• [Extract to read]
--------------------------------

Charitable giving to social justice initiatives, he argued, isn’t enough. People want opportunities, not just donations.
“Address the elephant in the room,” Sweeney wrote in the letter, published by Music Business Worldwide. “Why is it that Black music generates hundreds of millions, if not billions, of dollars a year and yet [major record companies don't] have a meaningful number of employees of color, let alone in the executive suite?”
Twelve concrete demands followed. One has already borne fruit. Sweeney called on record companies to “zero out the unrecouped royalty balances” of African-American artists they’d signed prior to 2000.
Traditionally, artists receive an advance payment upon signing with a record label. The studio might also cover recording costs, marketing budgets and radio campaigns. In return, artists forgo royalties from their album until the label earns back its initial investment, or “recoups.” Many artists never see another dime, even as streaming revenue from their catalog continues to flow into the record company.
That changed last summer, as Sony pledged to wipe out some of these old debts, according to Rolling Stone magazine. On February 1, 2022 both Warner and Universal also wiped out their unrecouped balances.
Sweeney, as an industry legend, is in a strong position to push for change. In 2012, he inked the third-largest deal in music history — a $150 million contract for Lil Wayne, according to Forbes.
Repeatedly named one of the top music lawyers by Billboard Magazine, Sweeney has done major deals for artists like James Brown, Eazy-E and Sean “Puffy” Combs. In the late 1990s, as a senior executive with Sony, he controlled a $70 million A&R budget and was directly responsible for signing multiple platinum- and gold-selling acts.
Entertainment attorney, manager, consultant and former powerhouse record executive, Sweeney’s remarkable journey began at USC Gould School of Law.
“I got an incredible legal education that has served me well throughout my career,” he says.
College and law school weren’t in his original plan.
Sweeney grew up poor in South Central Los Angeles, raised by his divorced mom, who worked as a hairdresser. At 12, Sweeney started working a paper route near Florence and Normandie to help support the family. By 17, he was running bets at Hollywood Park, operating under the iron rule of “your word is your bond.” It remains the touchstone in his professional life.

--------------------------------

• [Given data]

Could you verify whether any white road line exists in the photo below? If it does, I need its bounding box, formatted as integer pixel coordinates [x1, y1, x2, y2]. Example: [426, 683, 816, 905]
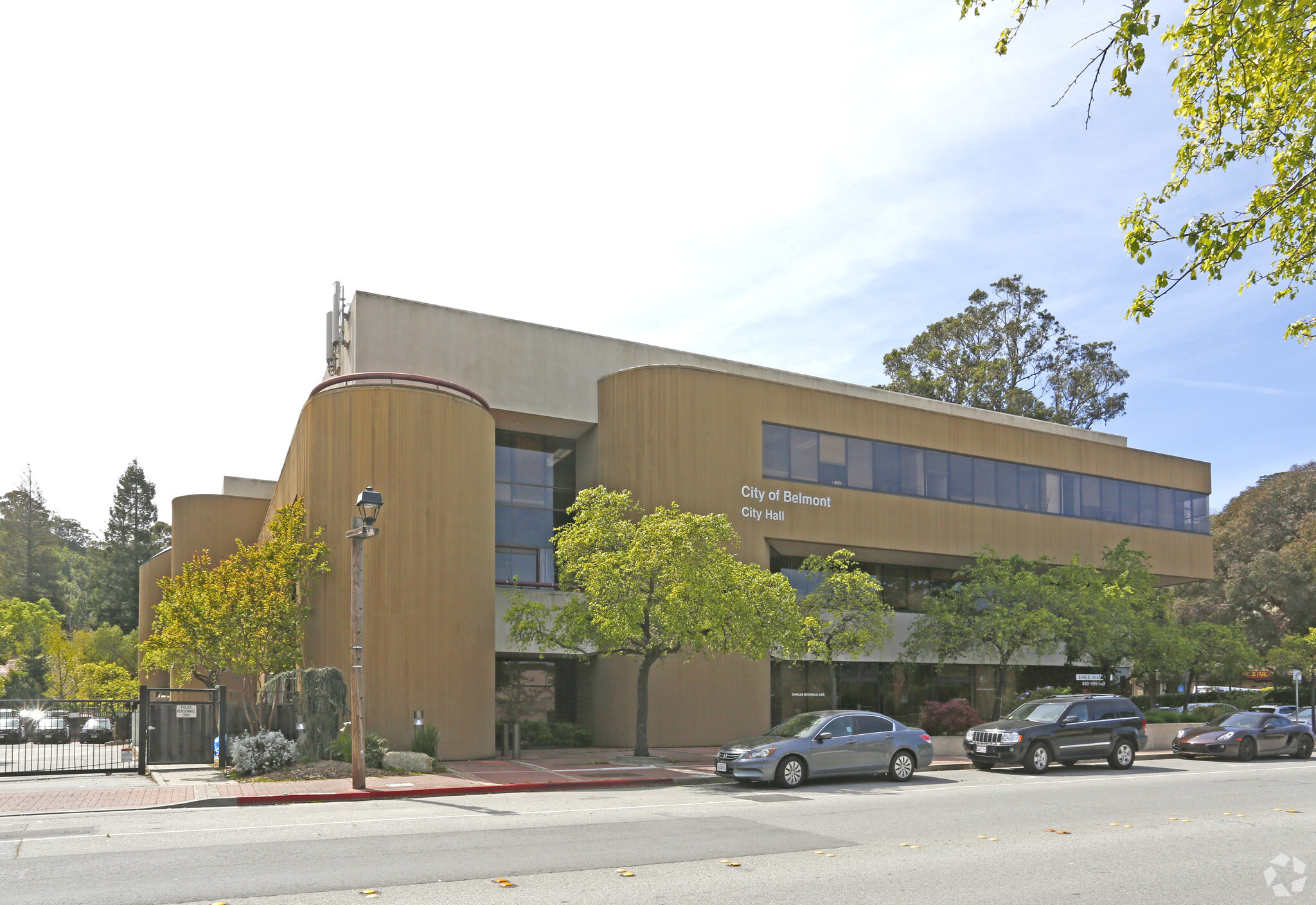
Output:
[10, 796, 750, 842]
[8, 762, 1316, 842]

--------------------------------

• [Problem to solve]
Decide whether each statement below agrees with the text about Sweeney. Answer yes or no for each, and quote the deciding words of the text.
1. Sony wiped out its unrecouped balances on February 1, 2022.
2. The $150 million contract for Lil Wayne was the third-largest deal in music history.
3. Sweeney's mother worked as a hairdresser.

• [Answer to the problem]
1. No: "On February 1, 2022 both Warner and Universal also wiped out their unrecouped balances."
2. Yes: "In 2012, he inked the third-largest deal in music history — a $150 million contract for Lil Wayne"
3. Yes: "raised by his divorced mom, who worked as a hairdresser"